» **DOCUMENT PASSAGE**:
---+---

Sunday, March 06, 2005

Hey, that's life.

Well, we managed to go to church last night with my brother in law and his wife. And amazingly enough, they didn't try to stuff their masters degrees in our faces or anything. I have a feeling real life may have hit them, and they are searching for the real answers now. We'll have to see.

My inlaws are coming over today, so pray for me. I want to have the right attitude.

Aren't we all searching for answers? I know my brother in law and his wife, when they were in college they were searching for the educated answers. What makes sense for their lives. What makes sense, you'd think that would be enough huh? I always relied on my common sense to get me through a situation. But when I am in an emergency, I go on instinct. The self-sufficiency mode that I'm infected with. It would never have crossed my mind until after the fact, to pray for a situation. It is never too late to pray, however, it would be much more efficient if we did it in the first place.

Doesn't that apply to everything? If you prayed first, maybe some of this crap in our lives wouldn't have happened. I know God likes preventive measures, and He certainly likes hearing from us often.

---+---

» **SUPPLIED ENTRIES**:
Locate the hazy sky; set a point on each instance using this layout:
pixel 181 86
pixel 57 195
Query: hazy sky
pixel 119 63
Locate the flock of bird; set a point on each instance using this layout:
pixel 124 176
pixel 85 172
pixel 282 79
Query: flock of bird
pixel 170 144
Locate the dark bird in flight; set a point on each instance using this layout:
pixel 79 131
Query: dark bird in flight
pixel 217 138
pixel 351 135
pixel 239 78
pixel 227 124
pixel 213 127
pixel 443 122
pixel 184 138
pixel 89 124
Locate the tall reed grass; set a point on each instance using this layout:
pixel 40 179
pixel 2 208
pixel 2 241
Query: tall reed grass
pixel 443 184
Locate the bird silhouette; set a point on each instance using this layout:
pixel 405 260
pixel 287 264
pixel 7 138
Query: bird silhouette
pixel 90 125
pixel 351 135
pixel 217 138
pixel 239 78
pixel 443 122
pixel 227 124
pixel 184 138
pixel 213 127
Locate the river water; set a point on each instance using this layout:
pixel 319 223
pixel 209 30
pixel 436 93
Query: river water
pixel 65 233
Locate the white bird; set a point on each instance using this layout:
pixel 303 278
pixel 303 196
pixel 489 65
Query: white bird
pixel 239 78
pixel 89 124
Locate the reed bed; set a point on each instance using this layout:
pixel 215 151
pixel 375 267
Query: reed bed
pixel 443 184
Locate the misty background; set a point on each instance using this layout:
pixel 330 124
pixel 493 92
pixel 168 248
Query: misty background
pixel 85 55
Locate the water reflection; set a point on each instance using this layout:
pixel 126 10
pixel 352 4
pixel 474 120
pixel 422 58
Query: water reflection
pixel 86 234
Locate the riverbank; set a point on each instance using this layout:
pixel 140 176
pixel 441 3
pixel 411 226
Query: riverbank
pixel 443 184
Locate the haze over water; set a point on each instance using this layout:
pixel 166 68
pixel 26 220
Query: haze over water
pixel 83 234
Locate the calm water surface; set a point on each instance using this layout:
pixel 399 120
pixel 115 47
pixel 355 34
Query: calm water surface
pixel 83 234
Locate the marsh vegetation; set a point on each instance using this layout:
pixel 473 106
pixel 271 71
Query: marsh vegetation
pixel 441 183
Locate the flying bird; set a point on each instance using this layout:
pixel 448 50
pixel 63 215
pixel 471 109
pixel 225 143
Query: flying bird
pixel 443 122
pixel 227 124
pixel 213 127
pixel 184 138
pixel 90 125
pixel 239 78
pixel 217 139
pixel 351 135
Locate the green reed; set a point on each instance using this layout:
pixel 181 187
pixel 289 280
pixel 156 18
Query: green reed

---+---

» **QUESTIONS TO ANSWER**:
**1)** Copy every sentence from the blog post about church and prayer that ends with a question mark.
**2)** Continue the blog post about church, the in-laws, and praying first, picking up after its final sentence.

» **RESULTS FOR THE EXERCISE**:
**1)**
Aren't we all searching for answers?
What makes sense, you'd think that would be enough huh?
Doesn't that apply to everything?

**2)**
What would have happened if I would have known God when my dad was alive? I think our whole world would have changed. You know I never really thought about that. Because my dad had passed away, the pastor who did the funeral sent a woman from the church, (who happens to be Noel's mom, God's funny like that, huh?) to invite us to go to church. So my mom checked it out, and we ended up going. How weird it was as a kid to suddenly start going to a church, when I had never heard of God in my life. Yes, I knew that there was something special about a baby named Jesus at Christmas time, but I knew nothing. How amazing that there was something like this out there. I know that God had this in his plans for us. And now, he has several God believing people, faithful to him, telling others of our faith. One person, turned our world upside down.

It branched out from there. God took a hold of us and watched over us. He knew we were suffering, we had so much going against us. It's surprising we weren't a statistic, drugs, alcohol, the works. But God was looking out for us. I often wondered why I never got into any of that, now I know it was God. Kinda scary. Maybe I'll be lucky enough to have God's favor on my kids' lives as well.